◆ **GIVEN EXERCISE**
Express the records as a two-column CSV with the headers instruction and result, one row per record. Put each record's text under instruction and its answer under result, each in a single quoted field with line breaks replaced by spaces, and omit the pictures.
————————
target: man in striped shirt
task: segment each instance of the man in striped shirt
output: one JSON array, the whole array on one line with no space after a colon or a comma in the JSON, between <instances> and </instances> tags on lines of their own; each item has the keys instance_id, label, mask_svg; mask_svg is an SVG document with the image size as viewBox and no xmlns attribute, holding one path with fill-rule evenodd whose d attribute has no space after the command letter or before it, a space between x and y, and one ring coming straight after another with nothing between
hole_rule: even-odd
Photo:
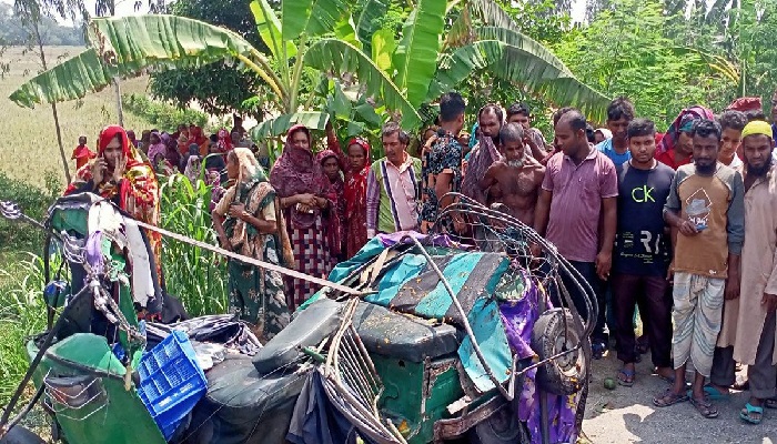
<instances>
[{"instance_id":1,"label":"man in striped shirt","mask_svg":"<svg viewBox=\"0 0 777 444\"><path fill-rule=\"evenodd\" d=\"M407 154L410 137L394 122L383 127L381 141L386 157L373 162L367 175L367 238L418 229L421 160Z\"/></svg>"}]
</instances>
————————
◆ **RESPONSE TO THIS EXERCISE**
instruction,result
"target: man in striped shirt task: segment each instance of the man in striped shirt output: one JSON array, the whole array on one line with no space after a colon or a comma in the JSON, between <instances> and </instances> tags on lines of their own; each item has the keys instance_id, label, mask_svg; mask_svg is an SVG document with the image size as viewBox and no xmlns attribute, holding one path with fill-rule evenodd whose d attribute has no space after the command letter or before it, a space between x and y, and one ring coming straight after another with nothing between hole_rule: even-odd Photo:","<instances> [{""instance_id"":1,""label"":""man in striped shirt"",""mask_svg"":""<svg viewBox=\""0 0 777 444\""><path fill-rule=\""evenodd\"" d=\""M407 154L410 137L394 122L383 127L381 141L386 157L373 162L367 175L367 238L418 229L421 160Z\""/></svg>""}] </instances>"